[Stored items]
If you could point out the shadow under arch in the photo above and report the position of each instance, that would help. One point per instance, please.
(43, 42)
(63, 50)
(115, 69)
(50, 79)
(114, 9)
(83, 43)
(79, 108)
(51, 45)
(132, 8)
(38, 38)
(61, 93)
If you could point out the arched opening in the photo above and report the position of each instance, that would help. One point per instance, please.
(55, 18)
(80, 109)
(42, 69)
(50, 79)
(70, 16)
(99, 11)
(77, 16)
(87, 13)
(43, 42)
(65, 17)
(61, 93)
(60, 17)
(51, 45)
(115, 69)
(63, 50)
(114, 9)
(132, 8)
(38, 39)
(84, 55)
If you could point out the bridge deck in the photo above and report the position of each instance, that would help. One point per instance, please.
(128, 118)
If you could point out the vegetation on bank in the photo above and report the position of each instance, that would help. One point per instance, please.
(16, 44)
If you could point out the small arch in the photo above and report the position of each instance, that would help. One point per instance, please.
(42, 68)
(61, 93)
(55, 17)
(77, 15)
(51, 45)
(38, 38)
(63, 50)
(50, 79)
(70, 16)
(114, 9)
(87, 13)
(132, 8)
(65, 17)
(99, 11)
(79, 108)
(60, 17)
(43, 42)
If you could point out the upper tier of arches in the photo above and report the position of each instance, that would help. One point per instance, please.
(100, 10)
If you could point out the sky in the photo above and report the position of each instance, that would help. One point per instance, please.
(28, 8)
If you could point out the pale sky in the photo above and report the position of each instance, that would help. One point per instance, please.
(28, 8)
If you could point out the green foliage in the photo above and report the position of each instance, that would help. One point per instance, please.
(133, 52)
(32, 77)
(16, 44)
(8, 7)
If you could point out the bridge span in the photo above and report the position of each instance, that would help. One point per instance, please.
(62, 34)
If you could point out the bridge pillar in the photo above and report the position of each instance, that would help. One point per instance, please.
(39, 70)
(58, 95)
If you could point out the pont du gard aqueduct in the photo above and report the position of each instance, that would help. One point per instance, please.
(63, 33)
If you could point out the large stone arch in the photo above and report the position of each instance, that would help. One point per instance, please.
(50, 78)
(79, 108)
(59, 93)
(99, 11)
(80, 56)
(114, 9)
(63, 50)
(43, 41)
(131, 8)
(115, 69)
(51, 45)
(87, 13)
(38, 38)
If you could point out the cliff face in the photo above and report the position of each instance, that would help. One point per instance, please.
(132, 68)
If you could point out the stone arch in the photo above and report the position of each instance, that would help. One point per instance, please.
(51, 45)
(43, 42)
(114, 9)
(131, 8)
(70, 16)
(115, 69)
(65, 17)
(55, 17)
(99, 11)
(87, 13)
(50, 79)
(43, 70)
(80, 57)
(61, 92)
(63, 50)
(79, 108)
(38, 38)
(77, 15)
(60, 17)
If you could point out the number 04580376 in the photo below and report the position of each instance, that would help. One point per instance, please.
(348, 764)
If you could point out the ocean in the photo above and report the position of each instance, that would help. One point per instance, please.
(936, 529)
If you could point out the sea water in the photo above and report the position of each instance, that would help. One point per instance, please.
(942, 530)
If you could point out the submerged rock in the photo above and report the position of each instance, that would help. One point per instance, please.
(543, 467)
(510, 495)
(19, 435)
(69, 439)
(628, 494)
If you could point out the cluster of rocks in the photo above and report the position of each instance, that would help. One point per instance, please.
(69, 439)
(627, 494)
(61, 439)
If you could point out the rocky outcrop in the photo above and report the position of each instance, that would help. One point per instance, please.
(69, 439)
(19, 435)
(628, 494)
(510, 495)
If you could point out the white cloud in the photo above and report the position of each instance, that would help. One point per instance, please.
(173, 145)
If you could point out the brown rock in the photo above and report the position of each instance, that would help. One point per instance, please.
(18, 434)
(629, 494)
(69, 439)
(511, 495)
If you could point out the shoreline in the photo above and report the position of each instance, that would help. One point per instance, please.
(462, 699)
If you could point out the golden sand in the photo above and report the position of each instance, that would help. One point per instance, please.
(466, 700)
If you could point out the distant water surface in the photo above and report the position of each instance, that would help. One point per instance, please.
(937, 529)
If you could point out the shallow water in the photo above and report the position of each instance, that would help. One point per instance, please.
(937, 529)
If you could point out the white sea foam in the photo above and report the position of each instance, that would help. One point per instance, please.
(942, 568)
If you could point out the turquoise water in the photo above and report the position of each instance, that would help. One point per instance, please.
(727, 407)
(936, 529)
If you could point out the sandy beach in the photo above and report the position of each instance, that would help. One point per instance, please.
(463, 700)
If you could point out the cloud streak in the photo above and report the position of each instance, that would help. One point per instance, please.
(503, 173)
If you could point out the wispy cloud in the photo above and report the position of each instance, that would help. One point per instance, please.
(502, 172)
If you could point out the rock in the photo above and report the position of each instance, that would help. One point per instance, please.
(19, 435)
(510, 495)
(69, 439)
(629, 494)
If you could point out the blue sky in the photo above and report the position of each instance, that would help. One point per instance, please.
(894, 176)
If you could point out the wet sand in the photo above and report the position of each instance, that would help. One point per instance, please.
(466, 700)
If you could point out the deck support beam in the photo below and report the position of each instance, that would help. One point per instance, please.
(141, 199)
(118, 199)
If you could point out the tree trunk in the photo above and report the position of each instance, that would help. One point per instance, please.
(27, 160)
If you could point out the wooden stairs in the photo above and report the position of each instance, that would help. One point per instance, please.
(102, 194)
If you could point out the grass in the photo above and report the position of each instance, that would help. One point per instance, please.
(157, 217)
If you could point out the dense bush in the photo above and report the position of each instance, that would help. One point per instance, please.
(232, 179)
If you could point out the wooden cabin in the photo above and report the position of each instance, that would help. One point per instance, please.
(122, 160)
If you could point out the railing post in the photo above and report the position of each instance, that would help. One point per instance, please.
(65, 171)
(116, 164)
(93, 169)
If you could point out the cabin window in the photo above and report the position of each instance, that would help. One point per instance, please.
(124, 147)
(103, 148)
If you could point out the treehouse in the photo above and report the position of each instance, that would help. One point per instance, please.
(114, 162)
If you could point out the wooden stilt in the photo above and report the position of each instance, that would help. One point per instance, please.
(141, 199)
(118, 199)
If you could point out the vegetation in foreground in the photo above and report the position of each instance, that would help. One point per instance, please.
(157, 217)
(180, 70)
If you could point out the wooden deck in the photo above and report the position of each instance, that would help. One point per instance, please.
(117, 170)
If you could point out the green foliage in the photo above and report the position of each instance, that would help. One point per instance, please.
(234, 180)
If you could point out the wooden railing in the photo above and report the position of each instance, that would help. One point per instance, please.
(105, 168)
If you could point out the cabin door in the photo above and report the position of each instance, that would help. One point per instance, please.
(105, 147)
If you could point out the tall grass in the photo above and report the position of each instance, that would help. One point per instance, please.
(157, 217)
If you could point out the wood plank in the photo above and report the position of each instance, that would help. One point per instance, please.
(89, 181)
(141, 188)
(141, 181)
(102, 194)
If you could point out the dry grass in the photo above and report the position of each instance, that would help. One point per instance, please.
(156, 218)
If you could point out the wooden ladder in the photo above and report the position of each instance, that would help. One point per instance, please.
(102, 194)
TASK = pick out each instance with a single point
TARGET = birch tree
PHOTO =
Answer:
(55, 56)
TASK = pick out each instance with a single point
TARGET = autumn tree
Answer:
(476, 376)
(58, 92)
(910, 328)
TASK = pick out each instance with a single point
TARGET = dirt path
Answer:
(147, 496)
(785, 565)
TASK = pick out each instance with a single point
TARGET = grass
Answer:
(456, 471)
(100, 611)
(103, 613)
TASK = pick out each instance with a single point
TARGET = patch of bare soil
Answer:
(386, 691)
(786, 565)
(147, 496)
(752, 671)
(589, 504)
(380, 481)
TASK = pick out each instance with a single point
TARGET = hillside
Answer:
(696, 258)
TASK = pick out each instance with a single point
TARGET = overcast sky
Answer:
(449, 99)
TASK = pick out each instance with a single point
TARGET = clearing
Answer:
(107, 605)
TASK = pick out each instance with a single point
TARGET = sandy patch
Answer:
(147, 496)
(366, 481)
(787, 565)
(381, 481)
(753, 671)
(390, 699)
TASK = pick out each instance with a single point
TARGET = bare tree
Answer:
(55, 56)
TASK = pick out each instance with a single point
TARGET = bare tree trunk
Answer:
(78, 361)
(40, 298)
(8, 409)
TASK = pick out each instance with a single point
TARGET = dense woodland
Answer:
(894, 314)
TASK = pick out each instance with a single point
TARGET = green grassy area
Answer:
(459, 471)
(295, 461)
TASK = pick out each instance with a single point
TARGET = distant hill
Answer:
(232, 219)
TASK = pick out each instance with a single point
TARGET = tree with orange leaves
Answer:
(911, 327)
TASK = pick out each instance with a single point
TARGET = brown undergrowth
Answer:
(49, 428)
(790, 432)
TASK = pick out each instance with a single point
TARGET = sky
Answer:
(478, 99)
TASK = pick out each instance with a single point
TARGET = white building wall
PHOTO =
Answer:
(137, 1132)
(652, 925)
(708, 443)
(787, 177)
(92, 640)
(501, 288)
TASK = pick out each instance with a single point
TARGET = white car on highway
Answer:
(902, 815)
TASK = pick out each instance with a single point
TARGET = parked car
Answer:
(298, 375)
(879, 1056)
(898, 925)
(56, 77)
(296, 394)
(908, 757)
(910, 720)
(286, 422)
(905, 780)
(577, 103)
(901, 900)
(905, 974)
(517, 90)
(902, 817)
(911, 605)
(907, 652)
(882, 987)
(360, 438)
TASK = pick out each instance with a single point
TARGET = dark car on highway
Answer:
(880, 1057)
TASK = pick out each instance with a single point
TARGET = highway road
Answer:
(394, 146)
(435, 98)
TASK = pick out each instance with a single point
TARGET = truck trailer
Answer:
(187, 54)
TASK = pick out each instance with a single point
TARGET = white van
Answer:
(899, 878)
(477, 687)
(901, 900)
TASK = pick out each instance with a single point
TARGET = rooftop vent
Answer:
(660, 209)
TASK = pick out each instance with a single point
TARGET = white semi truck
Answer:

**Work instruction**. Search the records for the word "bare". Copy every line that has it.

**Task answer**.
TARGET = patch of bare soil
TARGET = bare tree
TARGET = bare tree trunk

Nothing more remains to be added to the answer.